====== SELECTED TEXT
Plasma Cell precursor and Other Disorders

Category: Plasma Cell precursor and Other Disorders

CALM: A Deep Learning Time Series Model for Predicting Progression from Smoldering Multiple Myeloma Using Clinical Data

(PA-366) CALM: A Deep Learning Time Series Model for Predicting Progression from Smoldering Multiple Myeloma Using Clinical Data

Thursday, September 18, 2025

Anish K. Simhal, PhD (he/him/his)

Postdoctoral Fellow
Memorial Sloan Kettering Cancer Center

Introduction:

Current methods of identifying smoldering multiple myeloma (SMM) patients at high-risk (HR) of progression rely primarily on blood- and bone marrow-based assessments of tumor burden, and do not fully leverage the dynamic, longitudinal data routinely generated in clinical practice as SMM patients are monitored. We hypothesized that standard clinical data may contain hidden features that could potentially identify patients at high risk of progression. To test this hypothesis, we developed CALM (Cancer AI Longitudinal Modeling), a ‘digital twin’ deep learning model designed to predict the risk of progression from SMM to MM using serial laboratory measurements, as opposed to values available at diagnosis alone.
============
====== RECORDED DATA
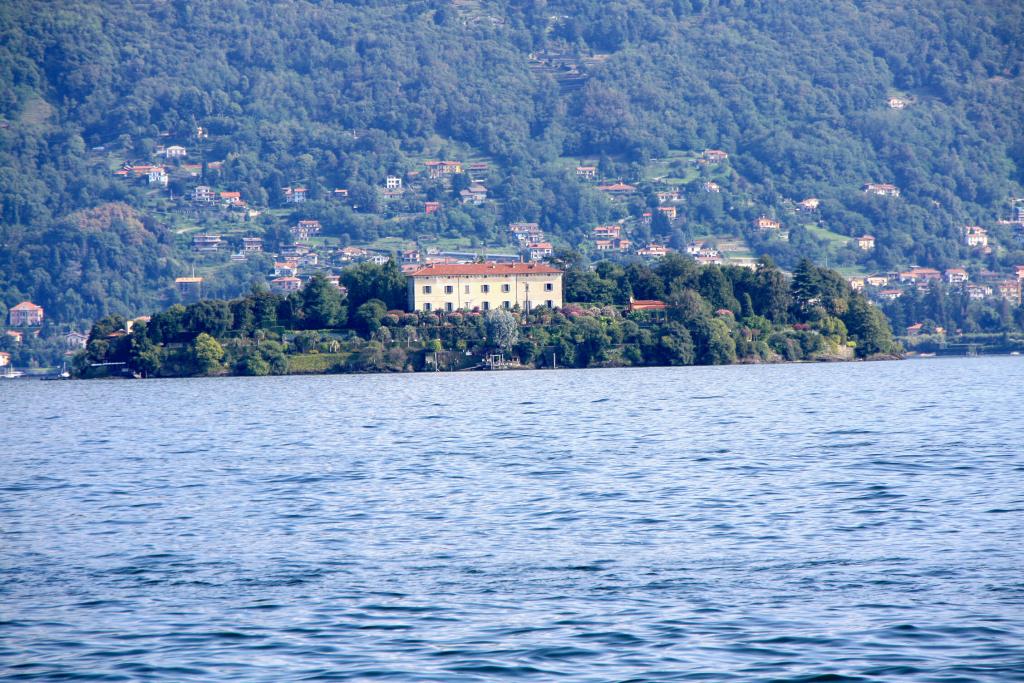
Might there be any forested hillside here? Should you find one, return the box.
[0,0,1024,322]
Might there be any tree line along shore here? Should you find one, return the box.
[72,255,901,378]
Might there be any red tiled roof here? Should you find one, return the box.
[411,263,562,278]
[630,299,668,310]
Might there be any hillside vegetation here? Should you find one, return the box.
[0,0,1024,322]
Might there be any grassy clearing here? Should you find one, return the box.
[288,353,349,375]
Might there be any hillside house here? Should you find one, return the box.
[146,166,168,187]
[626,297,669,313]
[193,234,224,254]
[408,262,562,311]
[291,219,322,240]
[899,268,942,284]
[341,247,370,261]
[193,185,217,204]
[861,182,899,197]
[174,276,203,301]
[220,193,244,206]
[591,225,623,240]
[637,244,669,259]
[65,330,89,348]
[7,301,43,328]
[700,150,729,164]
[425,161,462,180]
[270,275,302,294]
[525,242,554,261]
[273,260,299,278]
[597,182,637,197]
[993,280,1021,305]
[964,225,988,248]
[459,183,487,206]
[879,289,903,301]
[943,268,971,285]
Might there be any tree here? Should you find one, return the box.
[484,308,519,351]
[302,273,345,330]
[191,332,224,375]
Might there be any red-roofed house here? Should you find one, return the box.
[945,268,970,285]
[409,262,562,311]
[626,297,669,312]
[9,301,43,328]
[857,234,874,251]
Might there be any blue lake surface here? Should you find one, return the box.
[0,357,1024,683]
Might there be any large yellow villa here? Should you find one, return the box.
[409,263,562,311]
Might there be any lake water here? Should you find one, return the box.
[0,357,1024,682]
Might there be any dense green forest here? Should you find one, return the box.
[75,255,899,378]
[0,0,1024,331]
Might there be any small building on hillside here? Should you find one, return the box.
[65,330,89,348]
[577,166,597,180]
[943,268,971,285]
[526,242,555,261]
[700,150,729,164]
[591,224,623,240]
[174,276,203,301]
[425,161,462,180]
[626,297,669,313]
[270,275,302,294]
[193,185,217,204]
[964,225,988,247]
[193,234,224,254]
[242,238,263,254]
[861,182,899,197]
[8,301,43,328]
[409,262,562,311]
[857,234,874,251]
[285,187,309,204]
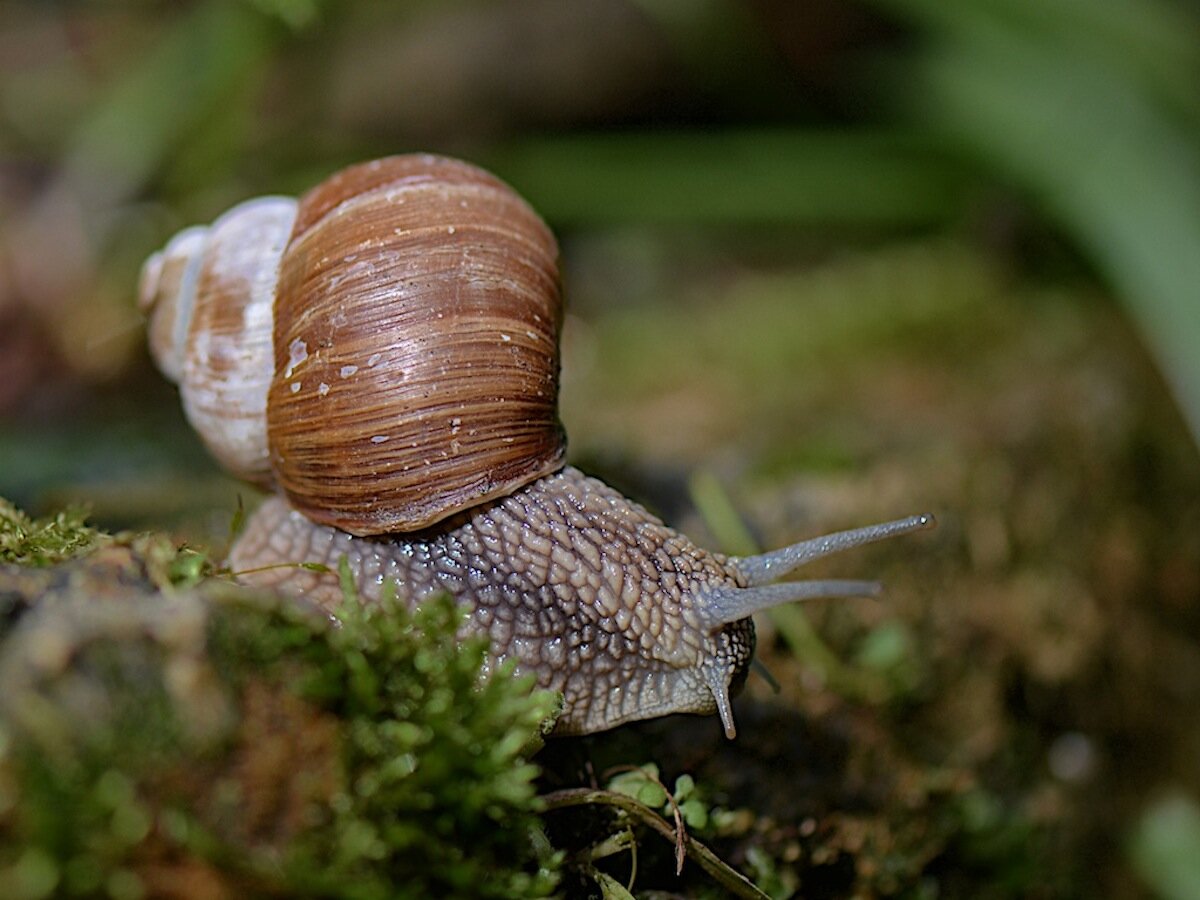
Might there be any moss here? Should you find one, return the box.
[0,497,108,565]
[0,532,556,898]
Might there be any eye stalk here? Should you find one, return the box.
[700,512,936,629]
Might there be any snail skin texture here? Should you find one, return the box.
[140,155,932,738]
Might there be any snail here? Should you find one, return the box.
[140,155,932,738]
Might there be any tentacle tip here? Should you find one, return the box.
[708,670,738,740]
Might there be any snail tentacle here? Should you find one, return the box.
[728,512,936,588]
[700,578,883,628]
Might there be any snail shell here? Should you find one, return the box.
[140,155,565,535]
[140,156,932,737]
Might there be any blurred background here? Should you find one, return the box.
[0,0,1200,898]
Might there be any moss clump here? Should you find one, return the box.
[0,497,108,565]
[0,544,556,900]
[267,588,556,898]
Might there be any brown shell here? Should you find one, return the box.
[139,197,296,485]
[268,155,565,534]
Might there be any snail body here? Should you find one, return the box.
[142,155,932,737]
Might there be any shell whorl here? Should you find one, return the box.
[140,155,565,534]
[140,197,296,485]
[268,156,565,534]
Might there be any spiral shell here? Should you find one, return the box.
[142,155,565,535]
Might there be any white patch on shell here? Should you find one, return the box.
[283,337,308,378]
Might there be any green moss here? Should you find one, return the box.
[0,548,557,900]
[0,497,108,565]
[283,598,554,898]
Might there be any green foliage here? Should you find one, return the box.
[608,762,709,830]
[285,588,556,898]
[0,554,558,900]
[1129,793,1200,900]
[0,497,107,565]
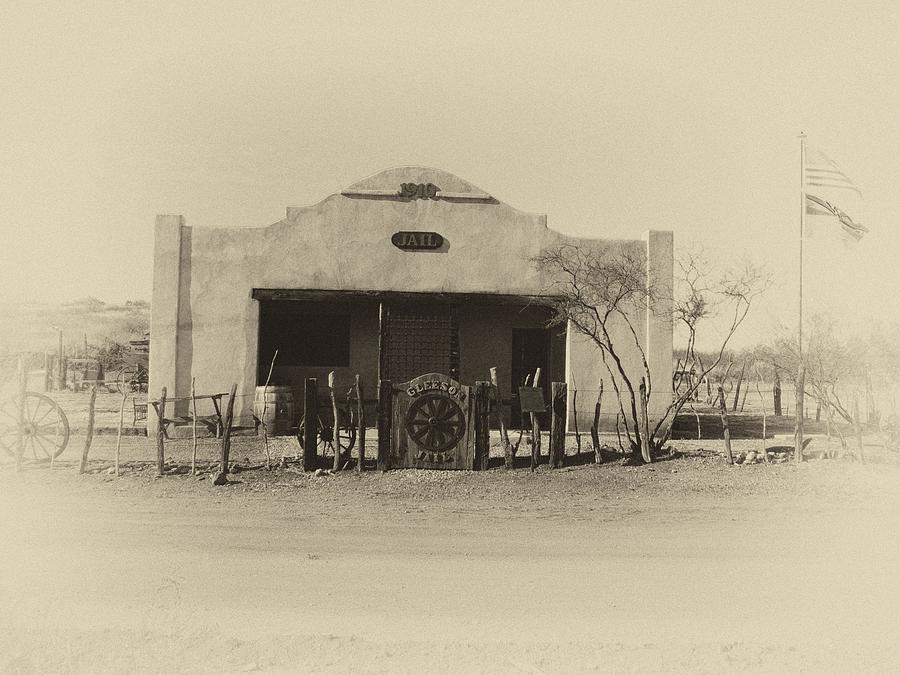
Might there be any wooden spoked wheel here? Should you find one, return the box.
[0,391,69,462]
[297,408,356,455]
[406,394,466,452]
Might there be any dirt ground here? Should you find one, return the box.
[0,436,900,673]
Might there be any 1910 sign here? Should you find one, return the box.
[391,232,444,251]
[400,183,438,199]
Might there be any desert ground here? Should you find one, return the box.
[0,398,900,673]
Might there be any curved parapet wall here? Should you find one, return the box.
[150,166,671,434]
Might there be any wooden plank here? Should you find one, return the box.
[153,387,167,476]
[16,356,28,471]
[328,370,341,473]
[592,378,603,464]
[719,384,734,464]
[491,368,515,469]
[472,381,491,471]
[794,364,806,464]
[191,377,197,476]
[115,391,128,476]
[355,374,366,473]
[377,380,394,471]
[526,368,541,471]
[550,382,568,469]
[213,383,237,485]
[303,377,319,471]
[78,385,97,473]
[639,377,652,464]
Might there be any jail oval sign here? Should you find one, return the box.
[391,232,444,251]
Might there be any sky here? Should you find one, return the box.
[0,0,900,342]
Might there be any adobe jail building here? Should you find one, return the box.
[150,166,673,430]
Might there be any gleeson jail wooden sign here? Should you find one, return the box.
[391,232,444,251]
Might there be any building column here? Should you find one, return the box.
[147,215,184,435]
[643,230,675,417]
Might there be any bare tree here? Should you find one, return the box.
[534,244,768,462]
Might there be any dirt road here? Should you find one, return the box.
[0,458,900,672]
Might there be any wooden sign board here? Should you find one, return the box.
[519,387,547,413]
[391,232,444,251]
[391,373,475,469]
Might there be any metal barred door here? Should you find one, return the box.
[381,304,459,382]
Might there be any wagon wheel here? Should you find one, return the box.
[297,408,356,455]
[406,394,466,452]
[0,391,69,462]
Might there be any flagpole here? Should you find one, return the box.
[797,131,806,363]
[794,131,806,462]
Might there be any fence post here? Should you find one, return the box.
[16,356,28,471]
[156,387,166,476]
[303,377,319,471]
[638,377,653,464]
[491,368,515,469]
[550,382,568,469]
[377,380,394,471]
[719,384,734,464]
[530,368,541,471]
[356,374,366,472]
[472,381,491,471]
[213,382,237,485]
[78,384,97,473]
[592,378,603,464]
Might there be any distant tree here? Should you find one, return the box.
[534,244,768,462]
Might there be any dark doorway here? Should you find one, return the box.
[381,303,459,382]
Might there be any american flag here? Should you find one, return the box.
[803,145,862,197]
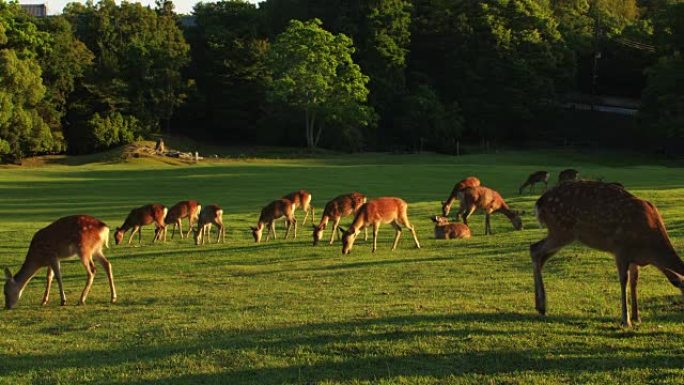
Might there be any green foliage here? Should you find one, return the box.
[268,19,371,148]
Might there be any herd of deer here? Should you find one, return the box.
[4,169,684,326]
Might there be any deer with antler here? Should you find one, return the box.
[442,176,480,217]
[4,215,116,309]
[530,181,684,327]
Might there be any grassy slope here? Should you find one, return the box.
============
### BRIEF 1
Answer these questions from the text about the CALM model. Mark each answer with the same letter.
(a) What date is given?
(b) At which institution is Anish K. Simhal a Postdoctoral Fellow?
(c) What does the name CALM stand for?
### BRIEF 2
Write out the part of the text about the CALM model that runs from "Thursday, September 18, 2025" to "at diagnosis alone.", word for word.
### BRIEF 3
List each abbreviation that the Introduction of the text about the CALM model defines in parentheses, along with its full form.
Answer using only the text about the CALM model.

### ANSWER SPACE 1
(a) Thursday, September 18, 2025
(b) Memorial Sloan Kettering Cancer Center
(c) Cancer AI Longitudinal Modeling

### ANSWER SPACE 2
Thursday, September 18, 2025

Anish K. Simhal, PhD (he/him/his)

Postdoctoral Fellow
Memorial Sloan Kettering Cancer Center

Introduction:

Current methods of identifying smoldering multiple myeloma (SMM) patients at high-risk (HR) of progression rely primarily on blood- and bone marrow-based assessments of tumor burden, and do not fully leverage the dynamic, longitudinal data routinely generated in clinical practice as SMM patients are monitored. We hypothesized that standard clinical data may contain hidden features that could potentially identify patients at high risk of progression. To test this hypothesis, we developed CALM (Cancer AI Longitudinal Modeling), a ‘digital twin’ deep learning model designed to predict the risk of progression from SMM to MM using serial laboratory measurements, as opposed to values available at diagnosis alone.

### ANSWER SPACE 3
SMM: smoldering multiple myeloma
HR: high-risk
CALM: Cancer AI Longitudinal Modeling